Task statement:
Collect every line of the listing below that contains the word "pale", copying each one unchanged.

Exercise materials:

☆ ☆ ☆ ☆ ☆ ☆ ☆

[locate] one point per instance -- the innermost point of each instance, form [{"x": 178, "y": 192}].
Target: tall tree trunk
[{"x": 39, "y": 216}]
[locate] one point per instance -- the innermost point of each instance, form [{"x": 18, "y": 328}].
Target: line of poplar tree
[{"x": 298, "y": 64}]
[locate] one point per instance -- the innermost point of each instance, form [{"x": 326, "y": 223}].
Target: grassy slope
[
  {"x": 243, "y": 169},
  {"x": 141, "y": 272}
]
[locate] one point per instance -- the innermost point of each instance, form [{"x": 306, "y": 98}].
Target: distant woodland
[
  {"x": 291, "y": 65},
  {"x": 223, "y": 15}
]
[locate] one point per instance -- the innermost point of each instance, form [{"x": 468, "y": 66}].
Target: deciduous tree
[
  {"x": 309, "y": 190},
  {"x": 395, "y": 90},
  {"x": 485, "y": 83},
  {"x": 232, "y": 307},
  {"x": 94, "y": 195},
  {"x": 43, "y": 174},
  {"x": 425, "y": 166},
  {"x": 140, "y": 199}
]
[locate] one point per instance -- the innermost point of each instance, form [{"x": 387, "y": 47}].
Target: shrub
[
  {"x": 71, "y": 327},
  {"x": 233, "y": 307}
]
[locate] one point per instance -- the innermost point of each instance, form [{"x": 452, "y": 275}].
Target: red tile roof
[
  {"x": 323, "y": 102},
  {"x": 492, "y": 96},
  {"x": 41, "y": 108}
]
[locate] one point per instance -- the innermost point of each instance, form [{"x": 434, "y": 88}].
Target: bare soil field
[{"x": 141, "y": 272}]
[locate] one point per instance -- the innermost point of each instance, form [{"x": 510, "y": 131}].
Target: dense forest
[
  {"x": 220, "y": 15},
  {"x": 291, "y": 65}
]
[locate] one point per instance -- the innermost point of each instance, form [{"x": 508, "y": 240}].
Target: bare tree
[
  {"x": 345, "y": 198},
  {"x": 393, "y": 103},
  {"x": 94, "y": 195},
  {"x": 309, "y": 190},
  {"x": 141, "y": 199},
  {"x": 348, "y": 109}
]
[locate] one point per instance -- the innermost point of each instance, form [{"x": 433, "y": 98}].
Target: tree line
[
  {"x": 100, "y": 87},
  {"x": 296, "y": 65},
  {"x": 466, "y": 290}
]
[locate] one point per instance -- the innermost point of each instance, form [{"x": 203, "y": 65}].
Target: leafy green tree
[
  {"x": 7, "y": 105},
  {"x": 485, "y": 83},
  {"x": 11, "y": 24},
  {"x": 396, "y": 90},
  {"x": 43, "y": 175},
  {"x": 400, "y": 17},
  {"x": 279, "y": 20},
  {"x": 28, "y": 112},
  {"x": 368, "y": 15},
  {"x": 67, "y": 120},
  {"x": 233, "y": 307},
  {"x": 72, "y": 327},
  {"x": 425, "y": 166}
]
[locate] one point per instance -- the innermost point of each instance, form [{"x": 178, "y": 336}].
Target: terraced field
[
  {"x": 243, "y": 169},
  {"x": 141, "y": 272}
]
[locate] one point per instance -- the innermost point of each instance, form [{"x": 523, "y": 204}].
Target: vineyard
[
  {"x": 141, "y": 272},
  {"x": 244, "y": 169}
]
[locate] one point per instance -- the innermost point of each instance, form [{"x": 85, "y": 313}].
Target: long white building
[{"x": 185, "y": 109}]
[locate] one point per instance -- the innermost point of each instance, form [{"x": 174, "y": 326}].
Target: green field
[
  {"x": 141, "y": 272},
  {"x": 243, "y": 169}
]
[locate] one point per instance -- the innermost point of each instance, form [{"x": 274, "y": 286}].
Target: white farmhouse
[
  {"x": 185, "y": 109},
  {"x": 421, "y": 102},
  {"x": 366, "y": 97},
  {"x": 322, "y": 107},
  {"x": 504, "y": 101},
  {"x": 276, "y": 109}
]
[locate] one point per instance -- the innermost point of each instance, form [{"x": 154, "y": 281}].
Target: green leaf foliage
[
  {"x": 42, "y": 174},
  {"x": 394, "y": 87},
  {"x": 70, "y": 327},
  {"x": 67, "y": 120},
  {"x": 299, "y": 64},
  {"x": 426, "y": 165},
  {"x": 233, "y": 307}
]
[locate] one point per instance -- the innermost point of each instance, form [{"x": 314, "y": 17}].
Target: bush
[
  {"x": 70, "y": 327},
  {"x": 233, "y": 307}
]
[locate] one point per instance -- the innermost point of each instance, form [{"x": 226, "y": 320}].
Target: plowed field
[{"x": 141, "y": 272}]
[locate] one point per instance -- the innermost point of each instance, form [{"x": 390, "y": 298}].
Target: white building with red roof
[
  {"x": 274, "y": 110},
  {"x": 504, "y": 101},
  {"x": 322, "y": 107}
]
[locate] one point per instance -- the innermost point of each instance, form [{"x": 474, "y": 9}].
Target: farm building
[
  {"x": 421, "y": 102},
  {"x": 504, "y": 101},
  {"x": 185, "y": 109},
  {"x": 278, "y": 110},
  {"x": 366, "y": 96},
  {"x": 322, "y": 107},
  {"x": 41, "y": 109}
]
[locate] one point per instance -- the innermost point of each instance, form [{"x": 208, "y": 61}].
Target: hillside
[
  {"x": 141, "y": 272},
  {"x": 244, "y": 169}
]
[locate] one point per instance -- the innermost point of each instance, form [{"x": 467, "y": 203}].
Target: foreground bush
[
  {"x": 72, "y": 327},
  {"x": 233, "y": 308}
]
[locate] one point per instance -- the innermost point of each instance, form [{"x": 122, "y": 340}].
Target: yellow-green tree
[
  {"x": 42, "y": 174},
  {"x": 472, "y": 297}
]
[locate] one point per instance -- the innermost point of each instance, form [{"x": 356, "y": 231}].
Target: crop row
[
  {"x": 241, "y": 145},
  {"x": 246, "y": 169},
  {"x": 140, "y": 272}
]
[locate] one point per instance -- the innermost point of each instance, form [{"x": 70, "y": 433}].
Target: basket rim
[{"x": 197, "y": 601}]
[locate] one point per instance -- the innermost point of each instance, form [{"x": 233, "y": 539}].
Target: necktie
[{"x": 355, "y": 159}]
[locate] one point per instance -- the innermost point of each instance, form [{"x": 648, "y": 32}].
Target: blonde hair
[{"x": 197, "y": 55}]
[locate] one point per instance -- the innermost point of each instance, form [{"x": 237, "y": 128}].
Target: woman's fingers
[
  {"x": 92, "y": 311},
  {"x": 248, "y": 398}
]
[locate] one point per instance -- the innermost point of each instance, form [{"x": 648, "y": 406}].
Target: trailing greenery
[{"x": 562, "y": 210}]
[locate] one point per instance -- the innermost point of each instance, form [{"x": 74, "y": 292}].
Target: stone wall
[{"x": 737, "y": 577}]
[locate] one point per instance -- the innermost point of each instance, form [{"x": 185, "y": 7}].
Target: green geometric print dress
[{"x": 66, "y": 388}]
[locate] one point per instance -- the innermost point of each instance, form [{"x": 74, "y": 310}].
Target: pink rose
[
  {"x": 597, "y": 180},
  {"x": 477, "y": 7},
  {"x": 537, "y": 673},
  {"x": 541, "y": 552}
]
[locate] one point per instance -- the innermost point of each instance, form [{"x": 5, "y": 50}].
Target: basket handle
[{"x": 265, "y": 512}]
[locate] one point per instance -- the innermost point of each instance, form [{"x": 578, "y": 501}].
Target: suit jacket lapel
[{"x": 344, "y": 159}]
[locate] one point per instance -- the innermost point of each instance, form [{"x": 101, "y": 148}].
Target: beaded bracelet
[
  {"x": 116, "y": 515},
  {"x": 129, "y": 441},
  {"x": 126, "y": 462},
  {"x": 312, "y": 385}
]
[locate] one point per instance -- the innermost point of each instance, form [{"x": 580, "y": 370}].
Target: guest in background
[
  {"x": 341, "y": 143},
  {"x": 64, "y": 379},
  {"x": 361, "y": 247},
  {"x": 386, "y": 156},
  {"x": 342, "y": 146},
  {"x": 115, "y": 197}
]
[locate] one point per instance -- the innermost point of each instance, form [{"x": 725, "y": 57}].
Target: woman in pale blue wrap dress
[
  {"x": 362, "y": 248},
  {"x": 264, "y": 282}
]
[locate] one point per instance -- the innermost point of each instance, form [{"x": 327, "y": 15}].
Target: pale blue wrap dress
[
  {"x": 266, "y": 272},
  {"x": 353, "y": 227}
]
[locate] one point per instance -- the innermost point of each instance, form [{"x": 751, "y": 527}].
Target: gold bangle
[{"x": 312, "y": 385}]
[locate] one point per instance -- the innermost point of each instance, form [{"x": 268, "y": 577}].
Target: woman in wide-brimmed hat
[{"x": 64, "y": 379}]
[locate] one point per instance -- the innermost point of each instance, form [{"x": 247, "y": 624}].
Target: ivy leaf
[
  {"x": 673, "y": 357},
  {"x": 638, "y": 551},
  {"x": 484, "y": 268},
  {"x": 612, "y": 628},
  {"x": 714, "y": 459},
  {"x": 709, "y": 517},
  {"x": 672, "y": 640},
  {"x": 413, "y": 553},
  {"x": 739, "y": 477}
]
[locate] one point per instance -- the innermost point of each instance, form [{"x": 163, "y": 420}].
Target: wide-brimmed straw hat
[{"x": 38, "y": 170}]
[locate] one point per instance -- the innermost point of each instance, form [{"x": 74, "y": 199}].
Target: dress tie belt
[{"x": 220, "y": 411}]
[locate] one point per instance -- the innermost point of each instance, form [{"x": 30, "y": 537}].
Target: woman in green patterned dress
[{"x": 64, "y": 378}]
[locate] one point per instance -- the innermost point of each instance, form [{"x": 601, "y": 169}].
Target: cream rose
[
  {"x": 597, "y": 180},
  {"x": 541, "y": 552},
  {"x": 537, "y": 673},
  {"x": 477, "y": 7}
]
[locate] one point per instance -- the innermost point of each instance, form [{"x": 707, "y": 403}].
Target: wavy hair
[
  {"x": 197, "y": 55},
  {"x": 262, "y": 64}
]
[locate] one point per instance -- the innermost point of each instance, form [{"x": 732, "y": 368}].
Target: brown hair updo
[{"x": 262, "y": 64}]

☆ ☆ ☆ ☆ ☆ ☆ ☆

Problem solution:
Target: woman in pale blue wrap dress
Target: pale blue wrap dress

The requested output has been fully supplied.